• Consignes:
• A. Recopiez fidèlement le passage de l'extrait qui commence aux mots « Je vous passe le » et s'arrête après « d’embrasser tes clientes. ».
• B. Répondez brièvement à ces questions d'après l'extrait :
(i) À quelle date a lieu l'allocution d'Emmanuel Macron ?
(ii) Quel âge ont les jumeaux ?
(iii) À quelle heure le rendez-vous avec l'étudiant est-il programmé ?

• Extrait:
* * * *

Je vous passe le nombre de jeux de mots que nous sommes capables d’inventer avec ce nom… surtout en période pré-printanière et donc de retour de l’apéro terrasse (rosé ou spritz, on est pas difficile). Je vous passe aussi les détails sur la montée de la psychose – vous les connaissez aussi bien que moi. Je vous en raconte quand même un petit pour la route. On nous explique qu’il faut prendre des réflexes de distanciation sociale…

— C’est à dire ?
— Bah papa, t’as plus le droit de serrer la main de tes clients et prospects, ni d’embrasser tes clientes.
— …

Alors, comment vous dire ? Pour nous qui sommes des hyper-sociaux, ça sentait déjà mauvais l’affaire… Là, tout mon parcours académique tombe à l’eau. Bah oui : les fameuses 30 premières secondes d’un rendez-vous, la poignée de main ferme, la création du climat propice à la confiance… Je plaisante, mais on avait quand même appris de sacrés trucs et astuces en école de commerce (oui oui, ce terme est bien le bon, on parle bien de 3 ans d’études).

Les jours passent. 13 mars : allocution d’Emmanuel Macron. On a plein de défauts mais quand le boss parle, on l’écoute. La douche froide ! Les écoles et les crèches seront fermées jusqu’à nouvel ordre. Là, tu reprends un apéro, tu essaies de trouver un plan d’urgence pour le lundi suivant parce que, juste pour rire, quand tu as 3 enfants (des jumeaux de 2 ans ½ et l’ainé de 6 ans ½) , tes enfants, tu les aimes plus que tout mais tu aimes bien aussi les personnes qui s’en occupent pendant la journée (OMG).

Bon, t’es pas peu fier, tu as trouvé un étudiant qui vient dimanche pour se présenter à la maison ! T’inquiète bonhomme, je t’apprécie déjà et là je la joue comme Beckham. RDV programmé à 15 heures pendant la sieste des jumeaux (ha bah oui, on a peu de vice).

Et là, c’est le drame, mais pire

Le plan est parfait jusqu’au lundi 17 mars au soir… Manu reprend le mike et pousse le bouchon en parlant de confinement. C’est quoi çà ? Une nouvelle boîte sur Nantes ? (Oui, on aime bien sortir aussi.) C’est chaud chacun chez soi. Donc le petit étudiant (CQFD) et mes enfants n’ont plus de garde pour la journée. Enfin, les journées. Une bonne nouvelle ne venant jamais seule, on part pour 15 jours de confinement, ça sent la propale de closing çà ! C’est 15 jours achetés 15 jours offerts avec le gouvernement.

Nous voilà partis le lundi 17 au matin en télétravail avec les enfants, les devoirs du grand et ma maman venue me donner un coup de main. Tout se passe bien, très bien même. Oui, on aime bien aussi les défis, on marche à l’objectif !

Jour après jour, un sentiment émerge – oui, je l’avoue : je ne sais pas si j’ai manqué à mes clients, mais à moi ils m’ont manqué. Follement. Éperdument. Douloureusement. (Une autre de nos caractéristiques : on a la culture mais on reste modeste. #césars1996)

* * * *

• Jeu de données:
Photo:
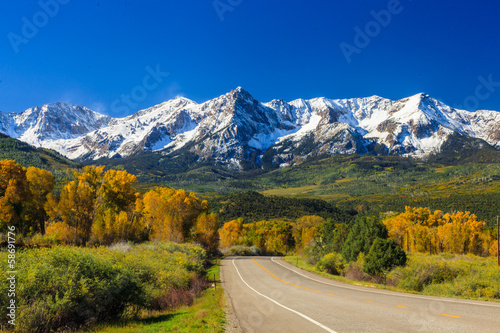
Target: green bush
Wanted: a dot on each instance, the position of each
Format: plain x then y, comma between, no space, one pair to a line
67,288
331,263
361,237
384,255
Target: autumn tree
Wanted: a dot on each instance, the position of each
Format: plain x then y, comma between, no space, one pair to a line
420,230
15,195
231,232
75,208
207,226
171,214
41,183
305,229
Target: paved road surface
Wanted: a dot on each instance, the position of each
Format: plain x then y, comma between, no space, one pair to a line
269,295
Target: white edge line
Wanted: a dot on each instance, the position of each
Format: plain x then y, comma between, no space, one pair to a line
394,293
284,307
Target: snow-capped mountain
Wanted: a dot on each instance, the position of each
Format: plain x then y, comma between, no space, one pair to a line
236,128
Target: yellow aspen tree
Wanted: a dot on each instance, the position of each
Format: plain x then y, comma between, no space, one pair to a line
41,183
207,226
231,232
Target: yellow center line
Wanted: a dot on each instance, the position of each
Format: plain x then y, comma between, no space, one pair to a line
447,315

* * * *

• Corrigé:
• A.
Je vous passe le nombre de jeux de mots que nous sommes capables d’inventer avec ce nom… surtout en période pré-printanière et donc de retour de l’apéro terrasse (rosé ou spritz, on est pas difficile). Je vous passe aussi les détails sur la montée de la psychose – vous les connaissez aussi bien que moi. Je vous en raconte quand même un petit pour la route. On nous explique qu’il faut prendre des réflexes de distanciation sociale…

— C’est à dire ?
— Bah papa, t’as plus le droit de serrer la main de tes clients et prospects, ni d’embrasser tes clientes.

• B.
(i) Le 13 mars.
(ii) 2 ans ½.
(iii) À 15 heures.